> [Excerpt]
· · · ·
The King and Queen of Infinite Space
‘When you ain’t got nothing, you got nothing to lose’ sang Bob Dylan and ‘A little less conversation, a little more action, baby’ sang Elvis Presley. Whilst not exactly Shakespeare, it’s a pity Hamlet didn’t have Spotify, he may have moved things on a little quicker. Denmark’s famous sad Prince has been bothering me.
The famous ‘To be or not to be’ soliloquy isn’t just about suicide; it is a metaphor about grief, overcoming oppression and love. Should you face your troubles head on and defeat them, risking that things may get worse, or hold back and see how it plays out, risking losing what little sanity you have?
I am no expert on Iambic Pentameter but even I can see that our titular hero is missing a beat. Hamlet has gone back to his hometown, sulking about having a dead Dad and the fact that that his Mother is making some bad choices; she’s married the man who killed her husband, which is up there with wearing novelty socks and buying cheap cling film.
His girlfriend is depressed. Okay, she's not exactly his girlfriend, but there's something going on. Whether it’s infatuation, love or something else, it doesn’t seem to be going away. A tale as old as time, as a talking cartoon teapot once said.
Never one for an easy life, he complicates things by accidentally killing her Dad. Oops. Then she drowns herself, then he gets stabbed to death with a poisoned sword. This is five hours of tragedy, a long old play- so if you go to see it, I recommend going to the toilet before it starts. I’d also advise not downing a few ciders before kick-off like I once did before a production of ‘Cabaret’ I saw as a student. Wedged in to the centre of a row, I couldn’t escape. Young me seemed to make a habit of this. It was kidney stone level of pain but I am too English to uproot anyone.
· · · ·
> [Record extracts]
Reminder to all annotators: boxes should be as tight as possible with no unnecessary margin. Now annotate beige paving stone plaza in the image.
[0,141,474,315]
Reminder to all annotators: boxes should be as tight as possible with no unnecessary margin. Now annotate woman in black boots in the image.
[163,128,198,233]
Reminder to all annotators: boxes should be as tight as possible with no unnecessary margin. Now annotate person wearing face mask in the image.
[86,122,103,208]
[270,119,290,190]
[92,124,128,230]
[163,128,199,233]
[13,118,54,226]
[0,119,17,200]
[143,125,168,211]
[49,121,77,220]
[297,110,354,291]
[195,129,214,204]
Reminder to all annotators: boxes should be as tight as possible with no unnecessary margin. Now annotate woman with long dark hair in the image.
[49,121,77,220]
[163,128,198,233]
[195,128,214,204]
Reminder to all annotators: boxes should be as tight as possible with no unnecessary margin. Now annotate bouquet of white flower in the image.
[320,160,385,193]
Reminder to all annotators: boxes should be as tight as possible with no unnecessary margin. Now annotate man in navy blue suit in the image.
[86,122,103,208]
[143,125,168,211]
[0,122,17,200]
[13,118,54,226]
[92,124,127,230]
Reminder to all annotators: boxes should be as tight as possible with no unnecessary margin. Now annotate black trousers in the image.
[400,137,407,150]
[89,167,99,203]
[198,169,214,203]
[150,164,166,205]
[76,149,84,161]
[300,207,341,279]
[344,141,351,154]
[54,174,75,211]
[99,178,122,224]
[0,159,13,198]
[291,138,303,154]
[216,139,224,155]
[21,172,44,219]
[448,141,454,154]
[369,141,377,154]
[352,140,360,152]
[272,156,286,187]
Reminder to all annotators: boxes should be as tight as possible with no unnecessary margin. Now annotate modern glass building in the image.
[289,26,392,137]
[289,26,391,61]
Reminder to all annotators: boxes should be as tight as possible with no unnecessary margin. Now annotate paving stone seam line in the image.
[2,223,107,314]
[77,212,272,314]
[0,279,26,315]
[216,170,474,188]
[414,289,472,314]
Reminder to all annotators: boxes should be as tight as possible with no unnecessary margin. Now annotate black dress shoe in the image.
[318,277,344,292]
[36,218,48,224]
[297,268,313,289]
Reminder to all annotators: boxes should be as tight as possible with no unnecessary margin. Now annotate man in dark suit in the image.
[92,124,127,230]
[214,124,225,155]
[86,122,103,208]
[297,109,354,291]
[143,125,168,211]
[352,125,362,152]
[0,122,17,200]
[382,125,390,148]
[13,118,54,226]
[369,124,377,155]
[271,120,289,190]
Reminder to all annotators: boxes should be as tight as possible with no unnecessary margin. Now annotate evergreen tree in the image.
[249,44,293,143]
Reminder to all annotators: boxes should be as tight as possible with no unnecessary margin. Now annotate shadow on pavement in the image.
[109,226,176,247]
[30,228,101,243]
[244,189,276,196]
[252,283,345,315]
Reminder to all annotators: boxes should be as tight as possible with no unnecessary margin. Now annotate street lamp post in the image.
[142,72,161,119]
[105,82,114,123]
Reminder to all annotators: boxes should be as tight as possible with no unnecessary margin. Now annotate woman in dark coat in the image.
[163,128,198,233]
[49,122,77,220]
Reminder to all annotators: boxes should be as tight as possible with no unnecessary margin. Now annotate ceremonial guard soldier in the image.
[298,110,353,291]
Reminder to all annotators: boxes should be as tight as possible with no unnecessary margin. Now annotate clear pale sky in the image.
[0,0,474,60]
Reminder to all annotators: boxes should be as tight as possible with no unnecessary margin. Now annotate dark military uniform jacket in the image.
· · · ·
> [Work instructions]
• A. Please reproduce word for word the stretch of the Hamlet essay from "The famous ‘To" through "teapot once said.".
• B. Translate this sentence from the Hamlet essay into Spanish: "Whether it’s infatuation, love or something else, it doesn’t seem to be going away."
The material above is separate from the Hamlet essay.

> [Per-task outputs]
• A.
The famous ‘To be or not to be’ soliloquy isn’t just about suicide; it is a metaphor about grief, overcoming oppression and love. Should you face your troubles head on and defeat them, risking that things may get worse, or hold back and see how it plays out, risking losing what little sanity you have?
I am no expert on Iambic Pentameter but even I can see that our titular hero is missing a beat. Hamlet has gone back to his hometown, sulking about having a dead Dad and the fact that that his Mother is making some bad choices; she’s married the man who killed her husband, which is up there with wearing novelty socks and buying cheap cling film.
His girlfriend is depressed. Okay, she's not exactly his girlfriend, but there's something going on. Whether it’s infatuation, love or something else, it doesn’t seem to be going away. A tale as old as time, as a talking cartoon teapot once said.

• B. Ya sea encaprichamiento, amor u otra cosa, no parece que vaya a desaparecer.